*Goal of the exercise*: Find the line containing "Segment blue sky from the image above.", then output it and every line after it through the end of the listing below, exactly as written.

++++ Data provided ++++

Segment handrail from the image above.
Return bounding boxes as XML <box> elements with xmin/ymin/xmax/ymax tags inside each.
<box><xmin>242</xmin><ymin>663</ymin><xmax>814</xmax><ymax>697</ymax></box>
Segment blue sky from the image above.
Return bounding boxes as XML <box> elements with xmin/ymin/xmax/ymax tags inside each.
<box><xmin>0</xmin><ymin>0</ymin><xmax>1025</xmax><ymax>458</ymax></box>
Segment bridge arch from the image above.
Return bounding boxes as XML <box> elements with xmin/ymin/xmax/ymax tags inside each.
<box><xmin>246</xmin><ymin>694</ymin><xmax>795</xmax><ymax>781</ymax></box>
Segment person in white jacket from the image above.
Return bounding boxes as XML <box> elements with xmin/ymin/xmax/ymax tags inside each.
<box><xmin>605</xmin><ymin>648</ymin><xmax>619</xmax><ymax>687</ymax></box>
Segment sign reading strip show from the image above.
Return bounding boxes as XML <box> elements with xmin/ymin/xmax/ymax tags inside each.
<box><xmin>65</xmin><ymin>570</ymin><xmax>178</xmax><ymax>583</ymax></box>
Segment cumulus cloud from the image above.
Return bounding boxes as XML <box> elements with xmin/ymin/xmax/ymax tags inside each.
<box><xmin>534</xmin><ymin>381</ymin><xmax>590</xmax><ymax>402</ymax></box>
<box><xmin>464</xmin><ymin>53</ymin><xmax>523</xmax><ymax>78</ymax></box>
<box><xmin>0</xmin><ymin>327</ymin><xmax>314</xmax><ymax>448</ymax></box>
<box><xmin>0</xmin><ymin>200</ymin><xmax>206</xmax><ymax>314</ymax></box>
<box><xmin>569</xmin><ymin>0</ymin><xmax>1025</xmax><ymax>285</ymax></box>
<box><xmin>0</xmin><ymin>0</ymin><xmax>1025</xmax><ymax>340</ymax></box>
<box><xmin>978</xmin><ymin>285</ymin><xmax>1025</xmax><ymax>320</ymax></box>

++++

*Response to this task*:
Segment blue sky from the image above.
Return bounding boxes as XML <box> elements with xmin/ymin/xmax/ymax tags inside each.
<box><xmin>0</xmin><ymin>0</ymin><xmax>1025</xmax><ymax>458</ymax></box>
Segment bridge arch from the image above.
Return bounding boxes as XML <box> elements with xmin/ymin/xmax/ymax tags inside each.
<box><xmin>246</xmin><ymin>694</ymin><xmax>795</xmax><ymax>781</ymax></box>
Segment person in white jacket from the image above.
Return bounding boxes as XML <box> elements with xmin/ymin/xmax/ymax tags inside each.
<box><xmin>605</xmin><ymin>648</ymin><xmax>619</xmax><ymax>687</ymax></box>
Segment sign reading strip show from the image above.
Return bounding boxes as XML <box> elements with xmin/ymin/xmax/ymax tags inside each.
<box><xmin>65</xmin><ymin>570</ymin><xmax>178</xmax><ymax>583</ymax></box>
Segment cumulus cloud from the image above.
Return bounding boxes as XML <box> elements with xmin/ymin/xmax/ymax tags inside each.
<box><xmin>534</xmin><ymin>381</ymin><xmax>590</xmax><ymax>402</ymax></box>
<box><xmin>464</xmin><ymin>53</ymin><xmax>523</xmax><ymax>78</ymax></box>
<box><xmin>0</xmin><ymin>327</ymin><xmax>314</xmax><ymax>448</ymax></box>
<box><xmin>0</xmin><ymin>200</ymin><xmax>206</xmax><ymax>314</ymax></box>
<box><xmin>569</xmin><ymin>0</ymin><xmax>1025</xmax><ymax>285</ymax></box>
<box><xmin>0</xmin><ymin>0</ymin><xmax>1025</xmax><ymax>340</ymax></box>
<box><xmin>978</xmin><ymin>285</ymin><xmax>1025</xmax><ymax>320</ymax></box>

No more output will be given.